● SELECTED PASSAGE

• • • • •

This has nothing to do with astronomy, but in a couple of recent posts I’ve mentioned watching the Chicago Blackhawks on their Stanley Cup Playoff run. Well, Wednesday night they won the Stanley Cup in Philadelphia! It’s been a nonstop party in Chicago ever since.
I watched the clinching game at Applebee’s restaurant in Portage, Indiana with Hillary, then spent Thursday buying Stanley Cup Champion Merchandise for myself and my family, and making plans to attend the parade and championship rally Friday with my friends.
My longtime friend Jim wanted to go, along with his son Jay, and brother Justin. Jim and I played roller hockey together many years ago, and although the Pittsburgh Penguins have been his favorite team for decades, he roots for the Blackhawks as well, so he was a no-brainer to come along. Hillary joined us as well, making for a crowded backseat in my little PT Cruiser, but I’m sure the hour or so of discomfort was well worth it.
After I picked up Jim and Jay just after 5 AM, it poured rain while I drove around to pick up Hillary and Justin. It stopped raining for the drive into Chicago, but I decided not to fly my Blackhawks flag driving on the expressways. We put them up though when we got into traffic just before reaching Lake Shore Drive, so that everybody would know where we were going.
My mom had called just before we hit the road, and reminded me that Michigan Avenue was going to be closed, and that put a little wrinkle in my plans, which turned out to be a good thing. I wanted to park at the Grant Park underground garage, which has entrances from Michigan Ave., but instead parked at Navy Pier. The walk was a little longer, but it allowed us to sneak up Wacker Drive from the east, a direction not many people thought of, so we were able to get very close to the stage set up at Michigan & Wacker.
I had told Hillary Thursday night about my experience in 2005 for the White Sox World Series parade, and how I had a moment along a deserted Michigan Ave. (that parade followed a different route) when the Sox were leaving the rally, and ran alongside the buses yelling thank you to the players, and seeing Mark Buehrle holding the Trophy. I had a feeling we would have a similar moment Friday. I was right, but our moments lasted for the entire rally!
Driving Lake Shore Drive.
Posing with the PT Cruiser still decked out.
The banner in this store is now outdated!
Hillary window shopping.
Crossing the River on Columbus Drive.
Hillary's Jonathan Toews shirt.
Heading west down Wacker Drive.
Michigan & Wacker, the place to be!
Toews banner on the Tribune Tower.
We had a great view of the video board.
I swear the guy in the white shirt is Mark Giangreco.
There were people everywhere...
...near the stage...
...climbing onto rooftops...
...lined up behind us...
...along a balcony...
...in the Michigan Ave bridge tower...
...looking out windows...
...on a Trump Tower terrace...
...and WAY up on a Trump Tower catwalk...
Jay. I felt bad for him, being short and all, but most kids would have traded place with him in a second.
Borrowing Jay's helmet for a mean shot.
I think the heat was starting to get to us.
A ten story banner. Don't be fooled. It took forever to raise this thing...
Video board showing buses turning on to Michigan Ave, our first indication they they were getting near.

• • • • •

● THINGS TO DO
1. In the Blackhawks parade post, where did the author park instead of the Grant Park underground garage?
2. Go on with the Blackhawks parade post from the point where it stops.

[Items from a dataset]
• • • • •

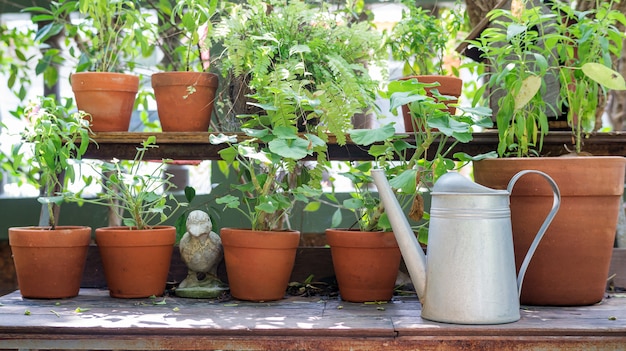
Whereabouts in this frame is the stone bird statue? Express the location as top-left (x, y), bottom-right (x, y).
top-left (176, 210), bottom-right (227, 298)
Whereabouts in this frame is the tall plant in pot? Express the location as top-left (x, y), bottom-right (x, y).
top-left (67, 136), bottom-right (186, 298)
top-left (211, 129), bottom-right (326, 301)
top-left (464, 3), bottom-right (626, 305)
top-left (385, 0), bottom-right (463, 133)
top-left (9, 97), bottom-right (91, 299)
top-left (149, 0), bottom-right (218, 132)
top-left (211, 0), bottom-right (385, 134)
top-left (320, 79), bottom-right (491, 301)
top-left (27, 0), bottom-right (153, 132)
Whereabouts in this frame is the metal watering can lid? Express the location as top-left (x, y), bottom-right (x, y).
top-left (431, 172), bottom-right (509, 195)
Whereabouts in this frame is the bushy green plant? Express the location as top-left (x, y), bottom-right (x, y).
top-left (470, 2), bottom-right (624, 156)
top-left (386, 0), bottom-right (463, 77)
top-left (24, 0), bottom-right (154, 72)
top-left (143, 0), bottom-right (218, 71)
top-left (66, 136), bottom-right (187, 229)
top-left (213, 0), bottom-right (384, 144)
top-left (19, 97), bottom-right (90, 229)
top-left (324, 79), bottom-right (492, 241)
top-left (210, 128), bottom-right (326, 230)
top-left (554, 1), bottom-right (626, 153)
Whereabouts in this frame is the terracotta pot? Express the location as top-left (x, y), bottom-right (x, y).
top-left (474, 157), bottom-right (626, 306)
top-left (402, 75), bottom-right (463, 133)
top-left (326, 229), bottom-right (401, 302)
top-left (9, 226), bottom-right (91, 299)
top-left (96, 226), bottom-right (176, 298)
top-left (152, 72), bottom-right (218, 132)
top-left (70, 72), bottom-right (139, 132)
top-left (220, 228), bottom-right (300, 301)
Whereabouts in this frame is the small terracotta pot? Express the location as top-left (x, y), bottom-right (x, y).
top-left (96, 226), bottom-right (176, 298)
top-left (326, 229), bottom-right (401, 302)
top-left (402, 75), bottom-right (463, 133)
top-left (70, 72), bottom-right (139, 132)
top-left (9, 226), bottom-right (91, 299)
top-left (474, 156), bottom-right (626, 306)
top-left (220, 228), bottom-right (300, 301)
top-left (152, 72), bottom-right (218, 132)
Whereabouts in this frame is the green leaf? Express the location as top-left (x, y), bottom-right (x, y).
top-left (349, 123), bottom-right (396, 146)
top-left (303, 201), bottom-right (322, 212)
top-left (582, 62), bottom-right (626, 90)
top-left (268, 138), bottom-right (312, 160)
top-left (330, 209), bottom-right (343, 228)
top-left (515, 75), bottom-right (542, 110)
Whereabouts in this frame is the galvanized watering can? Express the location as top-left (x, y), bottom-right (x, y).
top-left (372, 170), bottom-right (561, 324)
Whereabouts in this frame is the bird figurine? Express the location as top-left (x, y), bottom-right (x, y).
top-left (176, 210), bottom-right (227, 298)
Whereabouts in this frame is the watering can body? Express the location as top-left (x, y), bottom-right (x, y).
top-left (372, 170), bottom-right (560, 324)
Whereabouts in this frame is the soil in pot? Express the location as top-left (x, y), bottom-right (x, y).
top-left (220, 228), bottom-right (300, 302)
top-left (70, 72), bottom-right (139, 132)
top-left (326, 229), bottom-right (401, 302)
top-left (152, 72), bottom-right (218, 132)
top-left (402, 75), bottom-right (463, 133)
top-left (9, 226), bottom-right (91, 299)
top-left (474, 157), bottom-right (625, 306)
top-left (96, 226), bottom-right (176, 298)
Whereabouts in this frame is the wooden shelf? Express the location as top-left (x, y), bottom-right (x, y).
top-left (85, 131), bottom-right (626, 161)
top-left (0, 289), bottom-right (626, 351)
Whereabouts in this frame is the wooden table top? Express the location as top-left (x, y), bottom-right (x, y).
top-left (0, 289), bottom-right (626, 350)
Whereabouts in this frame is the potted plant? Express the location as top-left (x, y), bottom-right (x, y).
top-left (386, 0), bottom-right (463, 133)
top-left (210, 129), bottom-right (326, 301)
top-left (322, 162), bottom-right (401, 302)
top-left (9, 97), bottom-right (91, 299)
top-left (67, 136), bottom-right (186, 298)
top-left (26, 0), bottom-right (153, 132)
top-left (324, 79), bottom-right (491, 301)
top-left (150, 0), bottom-right (218, 132)
top-left (211, 0), bottom-right (384, 136)
top-left (464, 3), bottom-right (626, 305)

• • • • •

● ANSWERS FOR THE TASKS
1. At Navy Pier.

2.
The color guard.
World famous Clydesdales.
Blackhawks old timers, including Piere Pilotte, Denis Savard, Bobby Hull, Tony Esposito, and Stan Mikita.
Our first look at the Cup!
Jonathan Toews with Lord Stanley's Cup.
Patrick Kane, who scored the Stanley Cup clinching goal, and team captain Jonathan Toews were in the last bus, and were sporting the Cup as they drove by. That bus parked almost directly north of us, and while the buses in front of them unloaded, young Kane was up to some entertaining antics for the crowd, drinking a bottle of champagne, chugging beers thrown up to him, signing autographs on hats and jerseys tossed to him, and of course, raising the Cup!
Kaner, downing a bottle of champagne.
Somebody tossed a beer to Kaner, which he promptly chugged.
Kane signing a jersey for a fan.
Hoisting the Cup.
Kane signing a hat and throwing it into the crowd.
We were far enough back in the crowd that we didn’t have a great view of the stage, but the huge video board set up next to it was perfectly placed for us. The crowd screamed and cheered through the singing of “The Star Spangled Banner” (a tradition at Blackhawk games, and there was nothing like hearing it at the old Chicago Stadium; the place was LOUD!), and the Chicago based Lima Lima flight team did a fly-by down Wacker Drive. Right over us!
Fly by of the Lima Lima team.
Finally that banner was raised!
Storm clouds threatened, but did not open up. Whew!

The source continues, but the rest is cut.